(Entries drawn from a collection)
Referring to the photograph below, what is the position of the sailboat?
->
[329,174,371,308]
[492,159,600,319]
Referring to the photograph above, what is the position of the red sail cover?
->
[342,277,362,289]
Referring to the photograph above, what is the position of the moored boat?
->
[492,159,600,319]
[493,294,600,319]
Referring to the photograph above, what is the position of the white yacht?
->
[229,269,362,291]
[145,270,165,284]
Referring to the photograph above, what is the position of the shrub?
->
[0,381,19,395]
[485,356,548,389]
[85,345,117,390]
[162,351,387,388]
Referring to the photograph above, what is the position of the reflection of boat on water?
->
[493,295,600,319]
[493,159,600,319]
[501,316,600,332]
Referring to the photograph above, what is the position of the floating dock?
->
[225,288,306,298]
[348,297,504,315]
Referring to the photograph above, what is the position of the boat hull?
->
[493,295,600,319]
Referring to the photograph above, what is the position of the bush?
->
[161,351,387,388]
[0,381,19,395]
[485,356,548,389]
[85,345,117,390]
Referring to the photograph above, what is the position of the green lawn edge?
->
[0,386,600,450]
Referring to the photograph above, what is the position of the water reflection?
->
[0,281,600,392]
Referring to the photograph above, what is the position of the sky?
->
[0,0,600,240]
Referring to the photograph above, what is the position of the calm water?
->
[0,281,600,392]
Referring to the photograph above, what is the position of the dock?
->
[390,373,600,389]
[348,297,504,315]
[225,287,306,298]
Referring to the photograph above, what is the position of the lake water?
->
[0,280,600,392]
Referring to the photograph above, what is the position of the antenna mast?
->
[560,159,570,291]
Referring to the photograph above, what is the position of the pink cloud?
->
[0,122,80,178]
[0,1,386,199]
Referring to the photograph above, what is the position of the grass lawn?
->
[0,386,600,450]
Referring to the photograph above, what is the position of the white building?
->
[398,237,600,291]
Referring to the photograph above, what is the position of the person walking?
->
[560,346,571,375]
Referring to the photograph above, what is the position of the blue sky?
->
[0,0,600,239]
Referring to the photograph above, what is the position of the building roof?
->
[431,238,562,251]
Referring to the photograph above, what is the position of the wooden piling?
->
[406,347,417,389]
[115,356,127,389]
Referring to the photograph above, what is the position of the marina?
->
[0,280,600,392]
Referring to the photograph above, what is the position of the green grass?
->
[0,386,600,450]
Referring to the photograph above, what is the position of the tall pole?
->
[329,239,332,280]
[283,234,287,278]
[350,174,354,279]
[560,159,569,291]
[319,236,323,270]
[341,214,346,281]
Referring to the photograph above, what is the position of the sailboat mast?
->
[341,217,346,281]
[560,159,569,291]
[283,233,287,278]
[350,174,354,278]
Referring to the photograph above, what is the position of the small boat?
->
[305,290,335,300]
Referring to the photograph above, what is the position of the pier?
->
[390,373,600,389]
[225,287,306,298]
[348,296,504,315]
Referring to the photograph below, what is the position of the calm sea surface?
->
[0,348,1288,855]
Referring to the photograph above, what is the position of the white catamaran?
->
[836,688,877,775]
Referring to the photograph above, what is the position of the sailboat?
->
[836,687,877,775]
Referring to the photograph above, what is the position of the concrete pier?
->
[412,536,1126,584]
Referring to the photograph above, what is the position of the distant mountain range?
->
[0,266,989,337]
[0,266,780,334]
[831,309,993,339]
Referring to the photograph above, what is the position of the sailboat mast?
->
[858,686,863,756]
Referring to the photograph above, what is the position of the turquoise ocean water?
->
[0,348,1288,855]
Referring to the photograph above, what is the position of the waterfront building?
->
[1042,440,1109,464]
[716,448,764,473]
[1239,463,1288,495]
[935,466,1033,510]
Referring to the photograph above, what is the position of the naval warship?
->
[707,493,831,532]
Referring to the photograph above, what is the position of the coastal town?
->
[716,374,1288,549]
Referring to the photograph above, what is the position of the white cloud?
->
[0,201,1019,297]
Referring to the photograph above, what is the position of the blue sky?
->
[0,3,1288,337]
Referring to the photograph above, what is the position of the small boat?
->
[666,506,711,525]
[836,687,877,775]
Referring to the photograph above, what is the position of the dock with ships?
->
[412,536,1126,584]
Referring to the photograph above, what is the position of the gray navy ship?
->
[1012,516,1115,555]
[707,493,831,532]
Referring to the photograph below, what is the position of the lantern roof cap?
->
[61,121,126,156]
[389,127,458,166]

## Do this
Locate each line in the data above that contains the word "dock", and copy those lines.

## Solution to this problem
Referring to the photograph above, what is the position of the floating dock?
Referring to the photograph above, what is the position of the dock?
Referring to the photograph above, what is the position of the dock with ships?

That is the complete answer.